- [Предложенный текст]:
>>>

Замечено, что даже в автобиографических произведениях писатели не любят отражать свою семейную жизнь, в особенности если брак был не единственным.
Вот и перед отцом встала серьезная проблема: как писать о своей жизни с конца 19 И года? Если следовать действительности, значит, писать роман не об одном человеке (как он задуман), а о двоих, настолько все было общим – и скитания, и работа, и друзья… К тому же за первым браком последовал второй, а создавалась «Повесть о жизни» в основном на протяжении третьего.
Можно было пойти по формальному пути. Один известный писатель подает автобиографический материал следующим образом. Он существует в книге как бы один, но в конце многих глав ставит дежурную фразу, которая состоит из имени жены и приписки «тоже была здесь».
Отца такой «прием» совершенно не устраивал. Он не хотел расставаться с тем важным, что в немалой степени составляло ценность его жизни. И он придумывает свой прием, который можно назвать «концентрацией». Все, что он считал нужным и дорогим в общении с человеком, как бы сжимается в небольшой отрезок времени, а потом персонаж начисто исчезает из повествования, вплоть до того, что даже «умирает».
Так случилось с сестрой милосердия Лелей, которую он «похоронил» в оспенной деревне, хотя реальный прототип ее жил еще не одно десятилетие. Так было и с тифлисской художницей Марией, что ушла на несколько лет в небытие, но потом снова заняла место в его жизни.
Адресаты героинь совершенно ясны, несмотря на изменение имен.
Как я убедился позже, образ Лели – в чем-то собирательный. В создании его отразилось не только знакомство моих родителей на санитарном поезде, но и многое из их жизни тех лет.
У другого прототипа – «художницы Марии» – изменено в «Броске на юг» только имя, но оставлена фамилия. Это можно объяснить не только тем, что она сама «оставлена в живых». Отец исключительно тепло относился к брату Валерии Владимировны – замечательному польскому художнику Зигмунту Валишевскому. В кабинете его в Лаврушинском переулке целая стена была занята удивительными (другого слова не подберешь!) рисунками Зиги, как называла его сестра.
Вадим Паустовский
Из дневников
(Отъезд из Севастополя – Сухум – приезд в Батум, первые дни в городе, февраль – лето 1922 года)
…Приход «Батума». Погрузка. Ходынка. Нахал-помощник. Американский миноносец «240». Неохотный салют. Херсонесский маяк.

<<<

Выпишите из предложенного текста фрагмент без изменений. Начните с того места, где стоят слова «У другого прототипа», и остановитесь после слов «называла его сестра.».

- [Исходные данные]:
>>>

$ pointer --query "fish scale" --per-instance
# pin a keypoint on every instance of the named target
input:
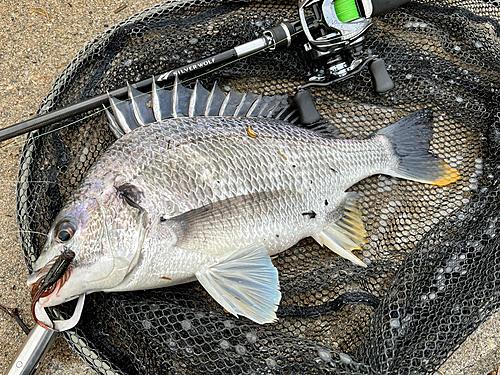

<<<

- [Ответ]:
У другого прототипа – «художницы Марии» – изменено в «Броске на юг» только имя, но оставлена фамилия. Это можно объяснить не только тем, что она сама «оставлена в живых». Отец исключительно тепло относился к брату Валерии Владимировны – замечательному польскому художнику Зигмунту Валишевскому. В кабинете его в Лаврушинском переулке целая стена была занята удивительными (другого слова не подберешь!) рисунками Зиги, как называла его сестра.